I wanted to cover every single pantheon that’d been done in First Edition, and we’ve done so and then some. The Nemetondevos and the Manitou (although that was a pan-Indian pantheon rather than a specifically Anishinaabeg pantheon) were both demi-canonical pantheons done by White Wolf’s French translation company, but they’ll both be in the Companion book that’s been funded already by the Kickstarter. And, of course, a revamped Yazata and an Atlantean Pantheon that’s used as an example of how to make your own fictional pantheons for use in home games.

The Kickstarter is funding 2 books, Origin and Hero. Tell us what the different books provide players, why do I need both of them?

Origin details the Storypath System, the narrative-yet-traditional rules that power the game, along with the “base setting”: the World, where the old religions of pantheism never vanished, where people are rumored to be Scions of divinity, where creatures of Legend are hidden from the mortal eye in plain sight. It’s akin to the wuxia concept of the Rivers and Lakes, where the two worlds of kung-fu and the peasants, nobles, and politics coexist in the same space yet remain very separate. We give you some pretty explicit guidance and some rules modifications for dialing your experience of the World up and down.

Hero details the full rules for Scion characters, but now they’re fully-fledged heroes. Here, we fully introduce the pantheons, and all of the powers, divine weapons , and blessings that Scions can wield. We detail the golden, poisonous vitriol that flows through the veins of Scions once they’ve been Visited and their journey to apotheosis begins. Lastly, Hero’s ST section (Director/Mythguide section, what-have-you) is greatly expanded, detailing different variants of a hero’s journey.

______

→ Brief A: Copy the records from the line containing "indicate the black and" through the line containing "column 75, row 105", reproducing every line verbatim.

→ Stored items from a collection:
______

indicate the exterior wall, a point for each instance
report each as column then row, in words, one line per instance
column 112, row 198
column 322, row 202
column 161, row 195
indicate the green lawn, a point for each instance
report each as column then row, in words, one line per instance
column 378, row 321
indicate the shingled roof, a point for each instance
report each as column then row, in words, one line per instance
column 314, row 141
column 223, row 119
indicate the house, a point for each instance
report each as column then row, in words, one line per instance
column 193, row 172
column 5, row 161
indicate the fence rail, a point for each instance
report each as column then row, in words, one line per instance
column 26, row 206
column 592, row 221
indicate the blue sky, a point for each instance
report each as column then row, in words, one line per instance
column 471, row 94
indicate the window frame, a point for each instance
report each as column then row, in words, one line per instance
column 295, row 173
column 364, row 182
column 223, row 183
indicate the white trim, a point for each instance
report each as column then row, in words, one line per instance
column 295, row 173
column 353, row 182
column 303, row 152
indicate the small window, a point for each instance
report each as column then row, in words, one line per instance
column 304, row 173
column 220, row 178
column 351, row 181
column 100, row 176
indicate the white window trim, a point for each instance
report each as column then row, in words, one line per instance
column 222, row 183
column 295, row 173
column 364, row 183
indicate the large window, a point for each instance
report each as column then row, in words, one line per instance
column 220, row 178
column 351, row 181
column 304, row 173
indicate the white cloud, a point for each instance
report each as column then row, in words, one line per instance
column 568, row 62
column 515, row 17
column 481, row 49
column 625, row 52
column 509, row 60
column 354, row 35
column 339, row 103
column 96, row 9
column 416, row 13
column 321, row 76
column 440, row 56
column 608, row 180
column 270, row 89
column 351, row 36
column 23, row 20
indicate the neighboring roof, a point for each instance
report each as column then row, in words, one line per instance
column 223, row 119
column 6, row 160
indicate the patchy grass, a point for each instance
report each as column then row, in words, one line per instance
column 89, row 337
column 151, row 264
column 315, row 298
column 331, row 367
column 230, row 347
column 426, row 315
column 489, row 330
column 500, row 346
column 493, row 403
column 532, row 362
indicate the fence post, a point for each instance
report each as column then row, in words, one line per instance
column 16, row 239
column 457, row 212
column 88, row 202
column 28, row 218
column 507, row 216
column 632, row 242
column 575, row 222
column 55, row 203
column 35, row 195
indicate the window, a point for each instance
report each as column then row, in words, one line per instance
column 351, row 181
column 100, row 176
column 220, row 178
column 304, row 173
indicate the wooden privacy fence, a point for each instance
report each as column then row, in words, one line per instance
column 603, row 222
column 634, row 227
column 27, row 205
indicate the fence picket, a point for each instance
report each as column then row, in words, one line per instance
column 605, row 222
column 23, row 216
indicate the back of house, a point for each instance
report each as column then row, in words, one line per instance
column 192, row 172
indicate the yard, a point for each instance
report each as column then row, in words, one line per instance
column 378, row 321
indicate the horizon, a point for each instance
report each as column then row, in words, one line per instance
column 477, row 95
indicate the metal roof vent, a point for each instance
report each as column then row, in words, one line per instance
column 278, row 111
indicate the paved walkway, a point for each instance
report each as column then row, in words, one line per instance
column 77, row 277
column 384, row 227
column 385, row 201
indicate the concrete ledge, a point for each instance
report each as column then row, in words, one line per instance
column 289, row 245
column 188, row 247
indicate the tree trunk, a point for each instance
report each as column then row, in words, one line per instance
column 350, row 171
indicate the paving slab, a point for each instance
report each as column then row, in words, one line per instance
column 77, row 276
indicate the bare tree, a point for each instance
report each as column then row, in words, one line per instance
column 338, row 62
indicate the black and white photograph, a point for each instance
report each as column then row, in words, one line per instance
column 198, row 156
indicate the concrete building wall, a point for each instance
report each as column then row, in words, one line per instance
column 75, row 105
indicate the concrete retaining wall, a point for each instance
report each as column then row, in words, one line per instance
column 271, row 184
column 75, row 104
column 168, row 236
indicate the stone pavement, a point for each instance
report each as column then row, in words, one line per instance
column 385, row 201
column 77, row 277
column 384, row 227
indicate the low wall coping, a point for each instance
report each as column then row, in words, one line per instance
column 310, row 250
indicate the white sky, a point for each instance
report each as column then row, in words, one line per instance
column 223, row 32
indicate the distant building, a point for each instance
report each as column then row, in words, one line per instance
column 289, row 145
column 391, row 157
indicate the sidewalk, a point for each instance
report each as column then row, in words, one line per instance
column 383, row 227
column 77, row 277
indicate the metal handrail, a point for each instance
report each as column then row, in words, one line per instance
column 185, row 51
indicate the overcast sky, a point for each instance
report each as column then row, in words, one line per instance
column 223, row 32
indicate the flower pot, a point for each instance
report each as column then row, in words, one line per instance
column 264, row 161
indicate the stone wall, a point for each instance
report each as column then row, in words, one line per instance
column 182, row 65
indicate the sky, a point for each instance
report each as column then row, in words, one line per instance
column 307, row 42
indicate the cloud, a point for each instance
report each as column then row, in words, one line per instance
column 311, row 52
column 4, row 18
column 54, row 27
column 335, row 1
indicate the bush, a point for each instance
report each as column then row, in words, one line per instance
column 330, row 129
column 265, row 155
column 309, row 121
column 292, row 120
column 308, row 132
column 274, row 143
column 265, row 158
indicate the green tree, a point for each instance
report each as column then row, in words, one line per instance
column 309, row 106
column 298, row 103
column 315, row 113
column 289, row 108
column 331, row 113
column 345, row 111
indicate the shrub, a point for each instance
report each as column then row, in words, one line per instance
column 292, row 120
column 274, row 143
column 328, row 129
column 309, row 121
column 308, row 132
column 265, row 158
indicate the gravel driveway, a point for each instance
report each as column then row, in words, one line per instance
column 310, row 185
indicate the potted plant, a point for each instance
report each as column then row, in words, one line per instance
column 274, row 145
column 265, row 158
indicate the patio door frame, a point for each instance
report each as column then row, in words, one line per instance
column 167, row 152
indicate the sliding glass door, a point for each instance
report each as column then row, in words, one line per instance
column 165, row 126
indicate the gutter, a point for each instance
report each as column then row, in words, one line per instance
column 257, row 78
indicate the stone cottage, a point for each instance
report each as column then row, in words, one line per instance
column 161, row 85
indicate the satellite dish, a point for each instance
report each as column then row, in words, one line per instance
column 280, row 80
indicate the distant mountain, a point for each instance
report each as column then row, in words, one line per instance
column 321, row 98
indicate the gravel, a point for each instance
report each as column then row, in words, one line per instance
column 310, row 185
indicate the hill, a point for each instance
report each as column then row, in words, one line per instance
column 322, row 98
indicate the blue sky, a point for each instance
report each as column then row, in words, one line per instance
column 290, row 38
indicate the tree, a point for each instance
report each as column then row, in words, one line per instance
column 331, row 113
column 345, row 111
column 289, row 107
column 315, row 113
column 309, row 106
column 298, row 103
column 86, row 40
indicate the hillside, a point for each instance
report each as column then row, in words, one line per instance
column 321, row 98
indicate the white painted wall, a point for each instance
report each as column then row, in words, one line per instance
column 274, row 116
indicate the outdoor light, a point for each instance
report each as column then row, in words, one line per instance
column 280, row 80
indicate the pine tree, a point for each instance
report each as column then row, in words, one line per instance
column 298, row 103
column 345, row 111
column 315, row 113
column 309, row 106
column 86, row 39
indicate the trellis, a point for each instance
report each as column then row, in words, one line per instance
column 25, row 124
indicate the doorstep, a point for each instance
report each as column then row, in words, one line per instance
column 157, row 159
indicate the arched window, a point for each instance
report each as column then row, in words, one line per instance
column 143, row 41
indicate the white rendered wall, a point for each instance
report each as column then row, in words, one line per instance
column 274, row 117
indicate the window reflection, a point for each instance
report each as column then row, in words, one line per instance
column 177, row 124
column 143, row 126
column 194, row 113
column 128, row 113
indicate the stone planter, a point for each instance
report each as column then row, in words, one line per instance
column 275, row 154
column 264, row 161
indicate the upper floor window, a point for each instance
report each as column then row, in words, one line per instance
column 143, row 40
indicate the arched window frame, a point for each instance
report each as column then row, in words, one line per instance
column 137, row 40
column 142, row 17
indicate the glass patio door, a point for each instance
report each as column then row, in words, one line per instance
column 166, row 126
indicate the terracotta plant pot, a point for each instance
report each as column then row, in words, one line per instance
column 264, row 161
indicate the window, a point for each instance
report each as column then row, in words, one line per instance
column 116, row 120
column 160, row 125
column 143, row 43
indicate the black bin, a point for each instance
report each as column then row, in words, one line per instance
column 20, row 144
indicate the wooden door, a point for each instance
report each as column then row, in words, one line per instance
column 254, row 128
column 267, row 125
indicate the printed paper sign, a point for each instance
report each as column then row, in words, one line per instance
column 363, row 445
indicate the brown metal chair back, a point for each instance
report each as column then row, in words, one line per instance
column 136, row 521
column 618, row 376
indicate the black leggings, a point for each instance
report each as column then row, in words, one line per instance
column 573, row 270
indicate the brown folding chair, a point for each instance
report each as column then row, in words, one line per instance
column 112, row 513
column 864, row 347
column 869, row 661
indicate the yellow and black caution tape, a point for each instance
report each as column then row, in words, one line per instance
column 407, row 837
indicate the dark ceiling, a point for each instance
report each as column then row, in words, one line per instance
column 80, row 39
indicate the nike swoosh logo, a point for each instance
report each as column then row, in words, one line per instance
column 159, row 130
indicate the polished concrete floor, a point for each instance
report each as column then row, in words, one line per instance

______

→ Brief B: Resume the interview about the Kickstarter books, picking up right after its last sentence.

→ Final result A:
indicate the black and white photograph, a point for each instance
report each as column then row, in words, one line per instance
column 198, row 156
indicate the concrete building wall, a point for each instance
report each as column then row, in words, one line per instance
column 75, row 105

→ Final result B:
We wanted to do expanded pantheons and greatly expanded rules, but we also wanted to cover lots of elements from First Edition (such as Terra Incognita) properly. Altogether, the combined book would be massive, so we decided to split for a number of reasons. This has a lot of benefits – if your players just want to pick up the system and read about the setting, they can buy Origin instead of buying both books (or they can buy Hero instead of Origin if they want lots of Scion character options!). Additionally, I really want to expand the World of Scion in future supplements, and not necessarily focusing on the Scions themselves. Creatures of Legend like satyrs and Valkyries and kitsune are playable right out of Origin.

trinity

I’m excited for Scion, but I’m also excited for the Trinity Universe (Aberrant is still one of my favorite games). Anything you can tell us about that game?

Absolutely. Ian Watson and John Snead have done a fantastic job of making Aeon and Trinity really exciting and vibrant, and making that continuum exciting to play in no matter what the time period. Ian’s unified the disparate elements of all three prior games and created a modern-day setting (it reminds me a lot of Fringe or Person of Interest) to play in that’s equal parts optimistic and dramatic, making you feel like a big hero in an even bigger world. The most ingenious setting element they’ve solved is the constricting idea of predestination – that the Aberrant War is inevitable, for example – and the way they’ve tied that setting solution into mechanics like super-science and dramatic editing is just fabulous.

Like we had to on Scion, Ian had to make some hard decisions on Trinity, like pulling Daredevils out of Adventure! and putting them in as Talents, a hero type in Continuum core book. From everything I’ve seen of what they’re doing, though, it’s going to be a fabulous game.

We did a review of the Storypath System Preview, but obviously that is not the full system. Tell us a bit about the development of the new system. What elements have you particularly excited?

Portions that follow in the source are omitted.